▶ **Work required**
Can you output as a numbered list the lines from the one containing "Find the window;" through the end of the rows, both included, with blank lines left out?

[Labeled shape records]

=-=-=-=-=

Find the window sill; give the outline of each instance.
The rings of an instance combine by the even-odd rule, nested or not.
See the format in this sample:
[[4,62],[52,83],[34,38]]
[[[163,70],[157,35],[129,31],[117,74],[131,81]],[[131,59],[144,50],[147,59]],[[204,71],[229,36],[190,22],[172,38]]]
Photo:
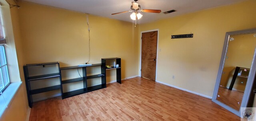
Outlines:
[[3,93],[0,95],[0,117],[9,105],[21,83],[21,82],[10,83]]

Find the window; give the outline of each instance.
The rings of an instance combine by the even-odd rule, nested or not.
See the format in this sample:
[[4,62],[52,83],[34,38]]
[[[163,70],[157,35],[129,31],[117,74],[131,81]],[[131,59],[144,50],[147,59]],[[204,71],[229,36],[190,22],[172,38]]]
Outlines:
[[[0,44],[5,44],[6,41],[1,12],[0,12],[0,41],[5,42],[4,43],[0,42]],[[2,44],[0,45],[0,91],[3,91],[10,83],[4,46]]]
[[4,46],[0,45],[0,89],[3,91],[10,84]]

=-=-=-=-=

▶ **Answer to this exercise**
1. Find the window; give the outline of each instance.
2. The rings of an instance combine by the even-odd rule, nested or not.
3. See the format in this sample:
4. [[4,62],[52,83],[34,38]]
5. [[[163,70],[157,35],[129,31],[117,74],[131,81]],[[131,59],[144,50],[147,59]],[[204,71],[229,36],[190,22],[172,38]]]
6. Outlines:
7. [[[0,44],[5,44],[6,41],[1,12],[0,12],[0,41],[5,42],[4,43],[0,42]],[[2,44],[0,45],[0,91],[3,91],[10,83],[4,46]]]
8. [[4,46],[0,45],[0,89],[3,91],[10,84]]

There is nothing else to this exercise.